→ Assignment:
Transcribe all the data, leaving each word as it is.

::::::

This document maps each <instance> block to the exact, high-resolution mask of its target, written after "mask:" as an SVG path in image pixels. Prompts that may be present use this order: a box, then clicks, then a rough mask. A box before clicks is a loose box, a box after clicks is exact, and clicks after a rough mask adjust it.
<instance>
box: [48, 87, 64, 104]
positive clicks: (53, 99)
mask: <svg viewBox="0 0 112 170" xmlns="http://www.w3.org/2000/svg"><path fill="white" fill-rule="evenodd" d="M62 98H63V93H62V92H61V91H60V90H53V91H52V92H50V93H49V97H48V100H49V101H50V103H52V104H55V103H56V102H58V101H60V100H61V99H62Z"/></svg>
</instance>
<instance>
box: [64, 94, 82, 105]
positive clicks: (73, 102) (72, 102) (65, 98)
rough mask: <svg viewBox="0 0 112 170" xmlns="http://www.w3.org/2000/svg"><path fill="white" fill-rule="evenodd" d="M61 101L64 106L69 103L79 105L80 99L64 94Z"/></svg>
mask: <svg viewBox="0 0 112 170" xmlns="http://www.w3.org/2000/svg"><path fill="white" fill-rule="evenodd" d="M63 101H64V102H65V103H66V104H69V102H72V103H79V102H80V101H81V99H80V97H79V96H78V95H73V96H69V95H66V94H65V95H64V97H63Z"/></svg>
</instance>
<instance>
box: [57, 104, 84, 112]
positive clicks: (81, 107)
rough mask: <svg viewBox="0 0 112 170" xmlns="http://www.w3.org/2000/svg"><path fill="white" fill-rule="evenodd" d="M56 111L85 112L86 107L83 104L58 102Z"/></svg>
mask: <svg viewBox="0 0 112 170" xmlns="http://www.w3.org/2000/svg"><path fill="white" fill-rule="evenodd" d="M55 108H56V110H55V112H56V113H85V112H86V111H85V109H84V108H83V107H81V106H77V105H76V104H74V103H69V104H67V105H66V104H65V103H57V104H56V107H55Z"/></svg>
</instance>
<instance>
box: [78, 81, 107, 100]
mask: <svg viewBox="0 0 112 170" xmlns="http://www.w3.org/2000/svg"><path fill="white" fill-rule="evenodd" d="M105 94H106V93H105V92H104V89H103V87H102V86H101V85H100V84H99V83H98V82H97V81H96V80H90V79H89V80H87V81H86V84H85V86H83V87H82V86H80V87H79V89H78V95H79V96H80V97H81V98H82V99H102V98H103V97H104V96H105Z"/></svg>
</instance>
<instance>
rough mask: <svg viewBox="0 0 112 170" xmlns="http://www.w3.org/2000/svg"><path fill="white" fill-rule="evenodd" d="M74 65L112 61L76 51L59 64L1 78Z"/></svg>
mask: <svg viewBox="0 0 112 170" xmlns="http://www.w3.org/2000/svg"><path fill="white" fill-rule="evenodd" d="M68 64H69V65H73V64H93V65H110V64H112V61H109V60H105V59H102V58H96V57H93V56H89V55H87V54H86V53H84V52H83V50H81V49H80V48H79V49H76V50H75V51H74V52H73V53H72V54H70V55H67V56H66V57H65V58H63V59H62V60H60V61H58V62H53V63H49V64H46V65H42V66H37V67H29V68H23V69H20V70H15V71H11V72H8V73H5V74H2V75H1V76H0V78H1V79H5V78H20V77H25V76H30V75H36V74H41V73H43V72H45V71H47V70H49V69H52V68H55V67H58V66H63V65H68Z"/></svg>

::::::

→ Solution to the exercise:
This document maps each <instance> block to the exact, high-resolution mask of its target, written after "mask:" as an SVG path in image pixels. Prompts that may be present use this order: a box, then clicks, then a rough mask. A box before clicks is a loose box, a box after clicks is exact, and clicks after a rough mask adjust it.
<instance>
box: [48, 87, 64, 104]
positive clicks: (53, 99)
mask: <svg viewBox="0 0 112 170" xmlns="http://www.w3.org/2000/svg"><path fill="white" fill-rule="evenodd" d="M62 98H63V93H62V92H61V91H60V90H53V91H52V92H50V93H49V97H48V100H49V101H50V103H52V104H55V103H56V102H58V101H60V100H61V99H62Z"/></svg>
</instance>
<instance>
box: [64, 94, 82, 105]
positive clicks: (73, 102) (72, 102) (65, 98)
rough mask: <svg viewBox="0 0 112 170" xmlns="http://www.w3.org/2000/svg"><path fill="white" fill-rule="evenodd" d="M61 101L64 106L69 103L79 105L80 99L64 94Z"/></svg>
mask: <svg viewBox="0 0 112 170" xmlns="http://www.w3.org/2000/svg"><path fill="white" fill-rule="evenodd" d="M63 101H64V102H65V103H66V104H69V102H72V103H79V102H80V101H81V99H80V97H79V96H78V95H73V96H69V95H66V94H65V95H64V97H63Z"/></svg>
</instance>
<instance>
box: [57, 104, 84, 112]
positive clicks: (81, 107)
rough mask: <svg viewBox="0 0 112 170" xmlns="http://www.w3.org/2000/svg"><path fill="white" fill-rule="evenodd" d="M56 111L85 112L86 107L83 104L58 102Z"/></svg>
mask: <svg viewBox="0 0 112 170" xmlns="http://www.w3.org/2000/svg"><path fill="white" fill-rule="evenodd" d="M55 108H56V110H55V112H56V113H85V112H86V111H85V109H84V108H83V107H81V106H77V105H76V104H74V103H69V104H67V105H66V104H65V103H57V104H56V107H55Z"/></svg>
</instance>
<instance>
box: [78, 81, 107, 100]
mask: <svg viewBox="0 0 112 170" xmlns="http://www.w3.org/2000/svg"><path fill="white" fill-rule="evenodd" d="M105 94H106V93H105V92H104V89H103V87H102V86H101V85H100V84H99V83H98V82H97V81H96V80H90V79H89V80H87V81H86V84H85V86H83V87H82V86H80V87H79V89H78V95H79V96H80V97H81V98H82V99H102V98H103V97H104V96H105Z"/></svg>
</instance>
<instance>
rough mask: <svg viewBox="0 0 112 170" xmlns="http://www.w3.org/2000/svg"><path fill="white" fill-rule="evenodd" d="M74 65L112 61L76 51L59 64L1 78Z"/></svg>
mask: <svg viewBox="0 0 112 170" xmlns="http://www.w3.org/2000/svg"><path fill="white" fill-rule="evenodd" d="M68 64H69V65H73V64H93V65H110V64H112V61H109V60H105V59H102V58H96V57H93V56H89V55H87V54H86V53H84V52H83V50H81V49H80V48H79V49H76V50H75V51H74V52H73V53H72V54H70V55H67V56H66V57H65V58H63V59H62V60H60V61H58V62H53V63H49V64H46V65H42V66H37V67H29V68H23V69H20V70H15V71H11V72H8V73H5V74H2V75H1V76H0V78H1V79H5V78H20V77H25V76H30V75H36V74H41V73H43V72H45V71H47V70H49V69H52V68H55V67H58V66H63V65H68Z"/></svg>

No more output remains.